[Stored entries]
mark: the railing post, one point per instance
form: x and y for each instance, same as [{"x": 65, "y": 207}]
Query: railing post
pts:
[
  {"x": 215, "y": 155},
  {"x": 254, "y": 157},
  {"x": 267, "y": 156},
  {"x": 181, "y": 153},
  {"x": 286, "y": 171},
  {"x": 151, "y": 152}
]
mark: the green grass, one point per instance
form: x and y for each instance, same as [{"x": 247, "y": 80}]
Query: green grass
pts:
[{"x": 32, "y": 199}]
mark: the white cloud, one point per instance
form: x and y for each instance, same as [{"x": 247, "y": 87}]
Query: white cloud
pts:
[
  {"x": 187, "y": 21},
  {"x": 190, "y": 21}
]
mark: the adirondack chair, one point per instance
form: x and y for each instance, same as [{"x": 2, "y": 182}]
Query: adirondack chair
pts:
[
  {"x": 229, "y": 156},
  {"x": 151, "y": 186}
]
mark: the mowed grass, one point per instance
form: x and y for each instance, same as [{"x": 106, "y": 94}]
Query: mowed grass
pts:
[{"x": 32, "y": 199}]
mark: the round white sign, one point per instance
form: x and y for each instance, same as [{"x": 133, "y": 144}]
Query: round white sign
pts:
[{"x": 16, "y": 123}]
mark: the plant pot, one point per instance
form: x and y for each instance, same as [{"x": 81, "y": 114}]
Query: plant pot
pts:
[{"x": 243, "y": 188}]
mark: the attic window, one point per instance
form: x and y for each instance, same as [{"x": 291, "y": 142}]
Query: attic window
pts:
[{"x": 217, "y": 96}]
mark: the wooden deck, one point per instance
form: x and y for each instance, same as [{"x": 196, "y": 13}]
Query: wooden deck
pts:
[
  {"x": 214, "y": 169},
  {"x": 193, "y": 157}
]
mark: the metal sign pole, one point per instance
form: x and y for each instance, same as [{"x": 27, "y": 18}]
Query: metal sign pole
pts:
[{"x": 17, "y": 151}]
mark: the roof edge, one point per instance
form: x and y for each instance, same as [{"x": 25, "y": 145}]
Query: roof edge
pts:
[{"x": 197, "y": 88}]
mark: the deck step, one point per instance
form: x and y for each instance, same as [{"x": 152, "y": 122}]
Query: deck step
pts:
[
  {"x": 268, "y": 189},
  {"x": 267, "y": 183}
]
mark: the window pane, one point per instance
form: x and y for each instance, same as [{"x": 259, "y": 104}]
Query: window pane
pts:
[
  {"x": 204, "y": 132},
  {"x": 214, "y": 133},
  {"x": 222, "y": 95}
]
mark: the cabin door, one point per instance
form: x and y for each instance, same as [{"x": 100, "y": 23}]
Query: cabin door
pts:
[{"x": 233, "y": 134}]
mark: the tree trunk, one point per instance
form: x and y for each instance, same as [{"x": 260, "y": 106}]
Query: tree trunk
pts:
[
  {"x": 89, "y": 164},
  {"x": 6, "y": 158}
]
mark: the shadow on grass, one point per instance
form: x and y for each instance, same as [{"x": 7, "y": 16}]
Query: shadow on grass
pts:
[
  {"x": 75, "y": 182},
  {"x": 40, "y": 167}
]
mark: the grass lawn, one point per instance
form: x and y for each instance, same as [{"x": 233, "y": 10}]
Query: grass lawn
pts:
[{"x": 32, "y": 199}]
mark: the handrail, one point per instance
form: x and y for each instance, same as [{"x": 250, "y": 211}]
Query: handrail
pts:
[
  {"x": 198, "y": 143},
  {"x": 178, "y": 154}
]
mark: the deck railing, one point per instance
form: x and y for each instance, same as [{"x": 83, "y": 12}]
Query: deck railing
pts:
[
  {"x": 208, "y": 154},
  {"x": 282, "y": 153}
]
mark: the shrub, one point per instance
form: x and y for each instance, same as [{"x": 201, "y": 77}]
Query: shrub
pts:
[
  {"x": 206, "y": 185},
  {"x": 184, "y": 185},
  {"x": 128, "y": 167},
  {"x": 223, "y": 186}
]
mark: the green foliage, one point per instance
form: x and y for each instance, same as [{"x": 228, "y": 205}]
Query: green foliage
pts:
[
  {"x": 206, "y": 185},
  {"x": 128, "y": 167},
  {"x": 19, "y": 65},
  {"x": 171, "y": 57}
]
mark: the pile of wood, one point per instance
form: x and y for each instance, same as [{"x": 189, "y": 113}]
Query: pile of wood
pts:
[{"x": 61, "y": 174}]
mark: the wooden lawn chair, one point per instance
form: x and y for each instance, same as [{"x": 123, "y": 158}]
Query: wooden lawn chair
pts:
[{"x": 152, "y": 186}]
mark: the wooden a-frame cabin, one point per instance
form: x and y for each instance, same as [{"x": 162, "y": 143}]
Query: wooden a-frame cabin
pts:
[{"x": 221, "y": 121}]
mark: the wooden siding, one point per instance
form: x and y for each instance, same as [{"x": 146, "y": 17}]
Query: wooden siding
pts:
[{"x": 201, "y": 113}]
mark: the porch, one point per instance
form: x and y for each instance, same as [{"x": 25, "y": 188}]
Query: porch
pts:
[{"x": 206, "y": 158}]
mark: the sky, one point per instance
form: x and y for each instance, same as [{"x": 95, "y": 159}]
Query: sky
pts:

> [Work to be completed]: Start to finish, restate the records above word for word.

> [Solution]:
mark: the railing post, one point per instance
form: x and y for each instance, same as [{"x": 65, "y": 207}]
Query: railing post
pts:
[
  {"x": 215, "y": 155},
  {"x": 254, "y": 157},
  {"x": 267, "y": 156},
  {"x": 181, "y": 153},
  {"x": 286, "y": 171},
  {"x": 151, "y": 152}
]
mark: the green grass, one point per instance
form: x and y for each instance, same as [{"x": 247, "y": 80}]
Query: green grass
pts:
[{"x": 32, "y": 199}]
mark: the white cloud, one point per instance
form: x and y for each instance, same as [{"x": 247, "y": 87}]
Query: white cloud
pts:
[
  {"x": 187, "y": 21},
  {"x": 190, "y": 21}
]
mark: the adirondack chair, one point per instance
form: x and y for each instance, same as [{"x": 2, "y": 182}]
Query: adirondack chair
pts:
[
  {"x": 229, "y": 156},
  {"x": 151, "y": 186}
]
mark: the mowed grass, one point per instance
form: x and y for each instance, same as [{"x": 106, "y": 94}]
Query: mowed grass
pts:
[{"x": 32, "y": 199}]
mark: the round white sign, one point per instance
form: x and y for each instance, same as [{"x": 133, "y": 144}]
Query: round white sign
pts:
[{"x": 16, "y": 123}]
mark: the plant pot, one point per instance
form: x and y for each instance, same as [{"x": 81, "y": 114}]
Query: plant pot
pts:
[{"x": 243, "y": 188}]
mark: the attic window, one point per instance
form: x and y for each instance, same as [{"x": 291, "y": 142}]
Query: attic window
pts:
[{"x": 217, "y": 96}]
mark: the wooden deck, one point per instance
form: x and y for each instance, same as [{"x": 196, "y": 13}]
Query: wooden deck
pts:
[
  {"x": 214, "y": 169},
  {"x": 193, "y": 157}
]
mark: the metal sign pole, one point per instance
form: x and y for each instance, same as [{"x": 27, "y": 18}]
Query: metal sign pole
pts:
[{"x": 17, "y": 151}]
mark: the roof edge, one point per instance
form: x and y for each instance, same as [{"x": 25, "y": 145}]
Query: roof edge
pts:
[{"x": 197, "y": 88}]
mark: the deck step, one point per instance
form: x and y for each instance, same as [{"x": 152, "y": 122}]
Query: deck step
pts:
[
  {"x": 268, "y": 189},
  {"x": 267, "y": 183}
]
mark: the window pane, one point per instance
form: x and y for each instance, same as [{"x": 259, "y": 104}]
Query: window pane
pts:
[
  {"x": 204, "y": 132},
  {"x": 214, "y": 133},
  {"x": 222, "y": 95}
]
mark: the cabin door, one point per instance
form: x and y for each instance, same as [{"x": 100, "y": 23}]
Query: cabin door
pts:
[{"x": 233, "y": 134}]
mark: the tree trunk, one point per instance
form: x and y for each instance, same as [{"x": 260, "y": 106}]
Query: tree trunk
pts:
[
  {"x": 89, "y": 164},
  {"x": 6, "y": 158}
]
mark: the shadow on grass, one point per instance
form: x and y for each instance, same as [{"x": 7, "y": 16}]
Query: shadow on grass
pts:
[
  {"x": 75, "y": 182},
  {"x": 40, "y": 167}
]
mark: the grass lawn, one point per instance
form: x and y for each instance, same as [{"x": 233, "y": 10}]
Query: grass lawn
pts:
[{"x": 32, "y": 199}]
mark: the handrail, one point per instance
form: x and y for each instance, same as [{"x": 250, "y": 211}]
Query: handrail
pts:
[
  {"x": 198, "y": 143},
  {"x": 178, "y": 154}
]
mark: the deck railing, one point per instance
form: x and y for each instance, same as [{"x": 83, "y": 12}]
Query: deck railing
pts:
[
  {"x": 208, "y": 154},
  {"x": 282, "y": 153}
]
mark: the shrub, one point per instance
form: x and y for each instance, same as [{"x": 201, "y": 77}]
Query: shrub
pts:
[
  {"x": 206, "y": 185},
  {"x": 184, "y": 185},
  {"x": 128, "y": 167},
  {"x": 223, "y": 186}
]
mark: the green foliage, one point per instance
form: x and y for each instance, same as [{"x": 228, "y": 205}]
Query: green foliage
pts:
[
  {"x": 206, "y": 185},
  {"x": 128, "y": 167},
  {"x": 19, "y": 65},
  {"x": 171, "y": 57}
]
mark: the pile of wood, one point per instance
form: x and y for each instance, same as [{"x": 189, "y": 113}]
Query: pile of wood
pts:
[{"x": 61, "y": 174}]
mark: the wooden lawn chair, one point per instance
form: x and y for each instance, same as [{"x": 123, "y": 158}]
Query: wooden lawn chair
pts:
[{"x": 152, "y": 186}]
mark: the wooden a-frame cabin, one point per instance
form: x and y for each instance, same as [{"x": 162, "y": 143}]
Query: wooden a-frame cabin
pts:
[{"x": 221, "y": 121}]
mark: the wooden siding, one point per instance
form: x and y for each instance, same as [{"x": 146, "y": 17}]
Query: wooden siding
pts:
[{"x": 201, "y": 113}]
mark: the porch, one point per instance
form: x and y for each instance, same as [{"x": 25, "y": 188}]
Query: porch
pts:
[{"x": 206, "y": 158}]
mark: the sky, one point per instance
form: x and y for each instance, same as [{"x": 95, "y": 159}]
Query: sky
pts:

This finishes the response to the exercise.